Data listing:
* start *

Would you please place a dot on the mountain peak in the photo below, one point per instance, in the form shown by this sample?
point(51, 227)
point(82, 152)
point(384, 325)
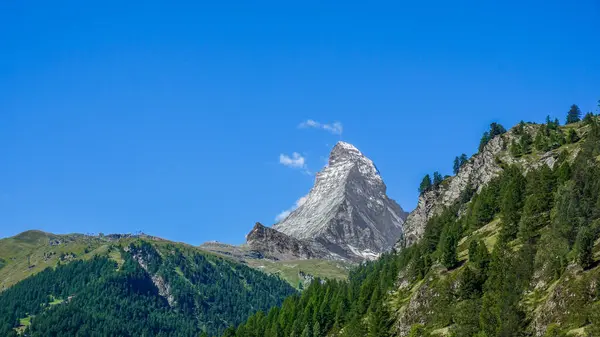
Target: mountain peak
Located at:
point(347, 210)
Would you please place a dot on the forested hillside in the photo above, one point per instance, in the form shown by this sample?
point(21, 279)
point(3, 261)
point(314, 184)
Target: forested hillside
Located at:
point(139, 288)
point(514, 257)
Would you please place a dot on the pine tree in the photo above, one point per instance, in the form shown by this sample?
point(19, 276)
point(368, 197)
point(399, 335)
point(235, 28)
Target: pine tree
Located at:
point(317, 330)
point(525, 143)
point(512, 194)
point(572, 136)
point(437, 178)
point(306, 332)
point(484, 140)
point(448, 245)
point(463, 159)
point(425, 184)
point(583, 247)
point(574, 114)
point(456, 165)
point(515, 149)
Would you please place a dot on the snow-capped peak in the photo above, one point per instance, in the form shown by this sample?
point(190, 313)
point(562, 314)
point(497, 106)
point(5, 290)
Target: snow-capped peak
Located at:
point(347, 207)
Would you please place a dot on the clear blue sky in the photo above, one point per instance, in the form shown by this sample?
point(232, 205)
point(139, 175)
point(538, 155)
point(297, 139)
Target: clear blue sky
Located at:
point(171, 118)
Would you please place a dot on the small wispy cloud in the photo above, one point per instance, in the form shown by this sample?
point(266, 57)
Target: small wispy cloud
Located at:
point(284, 214)
point(335, 128)
point(296, 160)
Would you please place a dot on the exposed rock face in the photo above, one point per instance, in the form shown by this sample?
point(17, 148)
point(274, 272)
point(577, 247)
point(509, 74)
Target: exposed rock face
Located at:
point(477, 172)
point(347, 211)
point(276, 245)
point(164, 289)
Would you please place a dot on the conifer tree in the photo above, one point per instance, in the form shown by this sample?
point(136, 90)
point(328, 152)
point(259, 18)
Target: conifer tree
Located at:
point(484, 140)
point(583, 247)
point(574, 114)
point(463, 159)
point(456, 165)
point(437, 178)
point(425, 184)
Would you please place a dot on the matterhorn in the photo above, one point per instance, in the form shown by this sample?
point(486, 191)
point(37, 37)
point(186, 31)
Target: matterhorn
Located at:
point(347, 214)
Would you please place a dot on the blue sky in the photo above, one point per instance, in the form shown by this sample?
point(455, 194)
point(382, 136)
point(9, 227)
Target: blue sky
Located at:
point(173, 118)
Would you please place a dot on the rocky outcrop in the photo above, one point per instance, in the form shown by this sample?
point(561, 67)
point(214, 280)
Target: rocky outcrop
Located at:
point(479, 170)
point(164, 289)
point(347, 211)
point(273, 244)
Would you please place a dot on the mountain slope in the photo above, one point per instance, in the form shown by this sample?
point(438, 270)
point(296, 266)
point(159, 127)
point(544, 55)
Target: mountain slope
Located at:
point(514, 254)
point(347, 211)
point(133, 286)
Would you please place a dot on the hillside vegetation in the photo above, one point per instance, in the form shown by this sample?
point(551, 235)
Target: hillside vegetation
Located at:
point(137, 287)
point(517, 256)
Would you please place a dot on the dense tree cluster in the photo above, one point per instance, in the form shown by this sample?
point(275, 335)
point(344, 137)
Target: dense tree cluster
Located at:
point(99, 298)
point(356, 305)
point(427, 183)
point(495, 130)
point(459, 161)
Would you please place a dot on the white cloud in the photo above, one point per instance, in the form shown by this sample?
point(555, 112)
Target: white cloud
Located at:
point(335, 128)
point(294, 161)
point(284, 214)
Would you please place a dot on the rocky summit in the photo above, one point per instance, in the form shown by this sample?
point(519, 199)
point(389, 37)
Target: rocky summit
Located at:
point(347, 213)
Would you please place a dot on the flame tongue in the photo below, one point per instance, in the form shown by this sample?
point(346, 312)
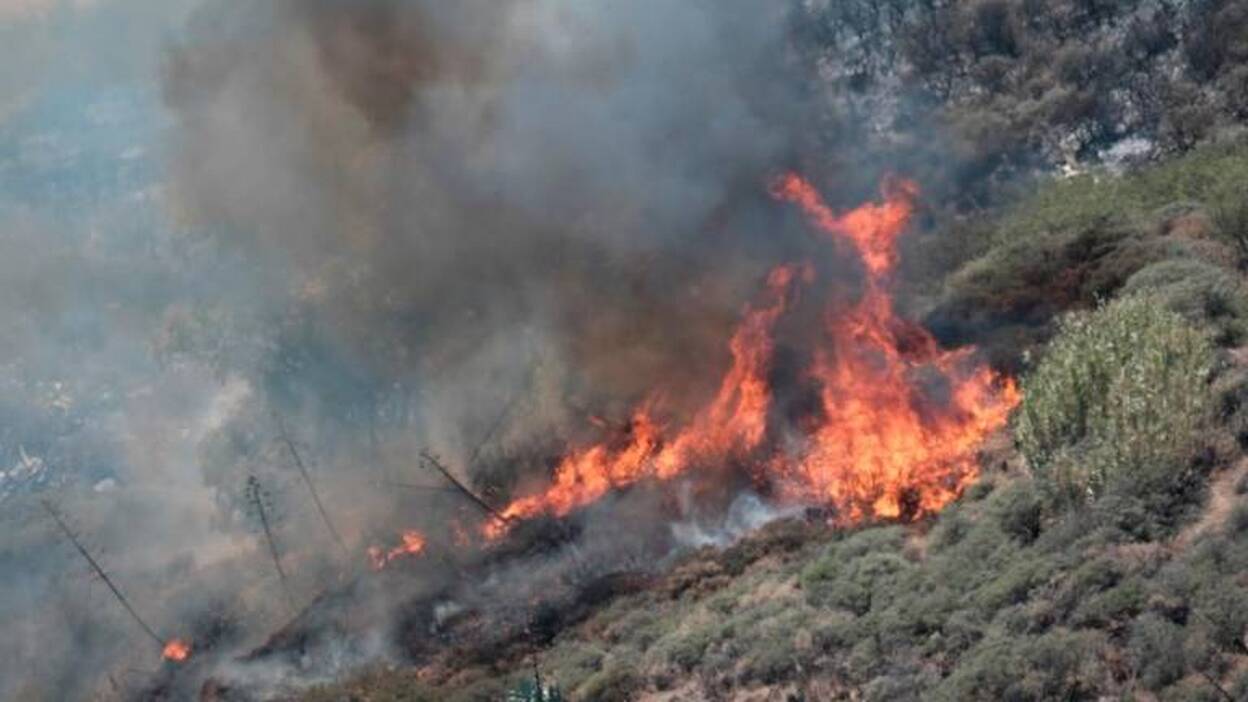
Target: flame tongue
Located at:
point(176, 650)
point(735, 421)
point(884, 444)
point(412, 543)
point(885, 449)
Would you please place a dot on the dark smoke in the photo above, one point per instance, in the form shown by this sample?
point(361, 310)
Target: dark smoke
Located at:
point(458, 194)
point(393, 226)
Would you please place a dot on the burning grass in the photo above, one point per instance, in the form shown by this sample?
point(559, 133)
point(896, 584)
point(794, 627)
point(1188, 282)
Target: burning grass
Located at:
point(899, 420)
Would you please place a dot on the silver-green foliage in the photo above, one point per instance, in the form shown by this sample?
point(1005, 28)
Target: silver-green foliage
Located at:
point(1121, 395)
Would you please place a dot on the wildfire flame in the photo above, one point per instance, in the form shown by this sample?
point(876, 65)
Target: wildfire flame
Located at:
point(176, 650)
point(412, 543)
point(899, 422)
point(885, 447)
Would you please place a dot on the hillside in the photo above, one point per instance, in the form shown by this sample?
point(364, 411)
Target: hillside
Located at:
point(548, 350)
point(1018, 591)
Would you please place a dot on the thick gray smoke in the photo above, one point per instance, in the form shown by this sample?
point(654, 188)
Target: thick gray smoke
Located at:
point(546, 204)
point(388, 226)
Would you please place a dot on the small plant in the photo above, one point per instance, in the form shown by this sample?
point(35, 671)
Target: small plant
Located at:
point(534, 690)
point(1121, 395)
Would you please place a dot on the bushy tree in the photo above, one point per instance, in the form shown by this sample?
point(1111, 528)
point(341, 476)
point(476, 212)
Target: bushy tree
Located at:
point(1121, 396)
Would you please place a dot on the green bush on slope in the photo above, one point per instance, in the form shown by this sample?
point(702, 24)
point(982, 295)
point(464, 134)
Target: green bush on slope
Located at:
point(1121, 395)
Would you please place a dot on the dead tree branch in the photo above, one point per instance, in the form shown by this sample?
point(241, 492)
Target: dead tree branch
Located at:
point(307, 480)
point(463, 489)
point(257, 500)
point(69, 533)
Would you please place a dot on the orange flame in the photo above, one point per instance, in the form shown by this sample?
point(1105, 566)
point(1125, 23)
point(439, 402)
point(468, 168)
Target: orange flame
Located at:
point(900, 419)
point(734, 421)
point(412, 543)
point(885, 447)
point(176, 650)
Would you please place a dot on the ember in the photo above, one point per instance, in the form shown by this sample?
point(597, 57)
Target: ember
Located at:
point(412, 545)
point(176, 650)
point(882, 445)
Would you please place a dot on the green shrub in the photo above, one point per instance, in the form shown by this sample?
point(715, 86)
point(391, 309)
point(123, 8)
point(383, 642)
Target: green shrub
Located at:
point(1121, 395)
point(1203, 294)
point(1156, 647)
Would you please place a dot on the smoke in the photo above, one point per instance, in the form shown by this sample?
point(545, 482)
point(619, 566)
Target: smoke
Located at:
point(494, 186)
point(392, 226)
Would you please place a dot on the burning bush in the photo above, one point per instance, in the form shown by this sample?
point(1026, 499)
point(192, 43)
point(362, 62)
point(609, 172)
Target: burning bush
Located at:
point(1122, 394)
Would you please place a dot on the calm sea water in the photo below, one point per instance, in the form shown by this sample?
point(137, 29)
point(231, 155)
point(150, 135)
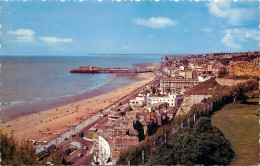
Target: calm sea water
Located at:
point(32, 83)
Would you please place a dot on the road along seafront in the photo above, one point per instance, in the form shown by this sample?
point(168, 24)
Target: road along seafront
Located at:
point(54, 125)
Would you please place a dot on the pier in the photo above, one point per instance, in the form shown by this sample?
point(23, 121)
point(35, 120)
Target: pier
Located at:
point(92, 70)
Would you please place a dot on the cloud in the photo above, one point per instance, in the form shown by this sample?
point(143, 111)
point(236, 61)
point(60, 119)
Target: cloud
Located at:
point(23, 35)
point(235, 16)
point(54, 40)
point(235, 37)
point(207, 30)
point(186, 30)
point(151, 36)
point(155, 22)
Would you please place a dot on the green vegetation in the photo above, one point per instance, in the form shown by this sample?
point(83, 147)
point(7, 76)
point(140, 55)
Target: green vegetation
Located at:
point(240, 125)
point(221, 95)
point(89, 136)
point(134, 154)
point(13, 154)
point(202, 144)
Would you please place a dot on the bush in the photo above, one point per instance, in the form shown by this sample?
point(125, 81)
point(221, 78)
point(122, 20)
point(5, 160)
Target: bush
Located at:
point(203, 144)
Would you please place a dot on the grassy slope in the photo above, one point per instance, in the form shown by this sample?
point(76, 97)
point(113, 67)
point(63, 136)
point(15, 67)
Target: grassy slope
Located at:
point(241, 127)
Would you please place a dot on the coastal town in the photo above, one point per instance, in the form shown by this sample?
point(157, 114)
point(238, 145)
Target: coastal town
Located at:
point(96, 131)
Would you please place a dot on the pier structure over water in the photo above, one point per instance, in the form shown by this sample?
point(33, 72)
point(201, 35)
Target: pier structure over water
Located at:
point(119, 70)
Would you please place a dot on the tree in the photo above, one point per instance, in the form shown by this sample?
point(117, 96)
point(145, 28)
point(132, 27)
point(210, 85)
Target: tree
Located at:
point(203, 144)
point(13, 154)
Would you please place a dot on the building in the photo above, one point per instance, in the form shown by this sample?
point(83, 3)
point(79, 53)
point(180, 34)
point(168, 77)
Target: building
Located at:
point(172, 100)
point(244, 68)
point(176, 85)
point(138, 102)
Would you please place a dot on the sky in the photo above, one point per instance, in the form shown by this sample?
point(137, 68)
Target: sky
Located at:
point(128, 27)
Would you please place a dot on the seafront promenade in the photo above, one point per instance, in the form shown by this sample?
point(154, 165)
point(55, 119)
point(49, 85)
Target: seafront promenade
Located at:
point(93, 119)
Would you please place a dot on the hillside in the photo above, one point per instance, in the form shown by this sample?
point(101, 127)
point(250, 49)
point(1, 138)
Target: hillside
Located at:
point(241, 127)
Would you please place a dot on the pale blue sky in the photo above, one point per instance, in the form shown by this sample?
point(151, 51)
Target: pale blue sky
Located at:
point(82, 28)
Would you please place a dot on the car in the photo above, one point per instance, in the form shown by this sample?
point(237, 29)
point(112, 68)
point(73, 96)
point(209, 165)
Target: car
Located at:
point(49, 163)
point(80, 155)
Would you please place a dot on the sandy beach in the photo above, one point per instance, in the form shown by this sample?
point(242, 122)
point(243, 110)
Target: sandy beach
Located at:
point(46, 125)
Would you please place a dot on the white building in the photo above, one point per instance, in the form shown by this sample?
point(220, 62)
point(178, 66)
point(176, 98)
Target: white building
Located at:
point(104, 151)
point(172, 100)
point(138, 101)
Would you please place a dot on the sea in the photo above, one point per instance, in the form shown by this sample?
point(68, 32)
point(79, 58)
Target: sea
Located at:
point(30, 84)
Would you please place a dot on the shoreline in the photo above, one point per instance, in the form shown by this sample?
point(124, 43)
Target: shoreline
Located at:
point(58, 119)
point(36, 107)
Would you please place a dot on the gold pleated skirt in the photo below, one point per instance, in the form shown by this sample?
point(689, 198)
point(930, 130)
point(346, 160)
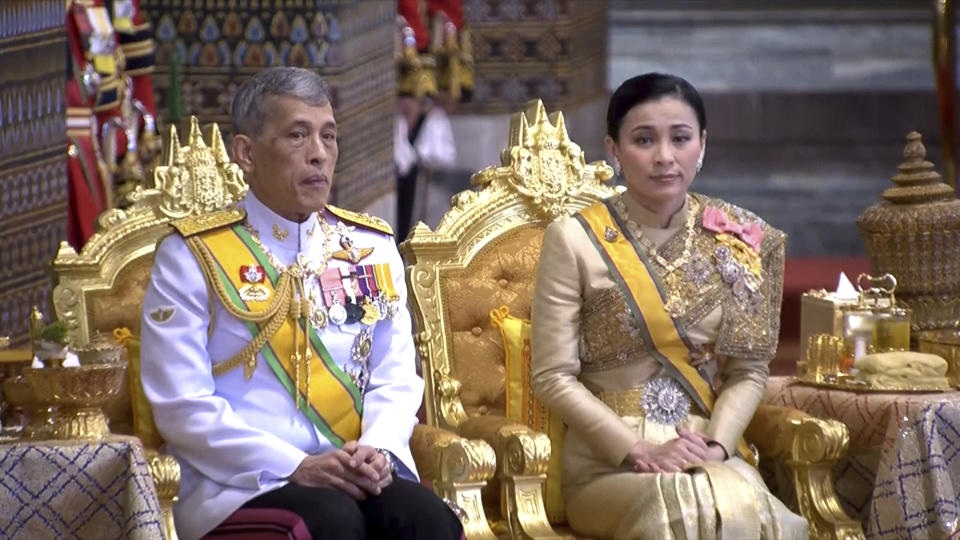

* end *

▶ _Set problem_
Please switch "Located at" to "Position" in the stretch of data from the line containing "Would you please place a dot on the sky" through the line containing "point(128, 27)", and give back only those lines with everything else unchanged.

▶ _Response to this exercise_
Would you please place a dot on the sky in the photo above, one point per instance, in the form shown by this sample?
point(137, 68)
Target: sky
Position:
point(128, 27)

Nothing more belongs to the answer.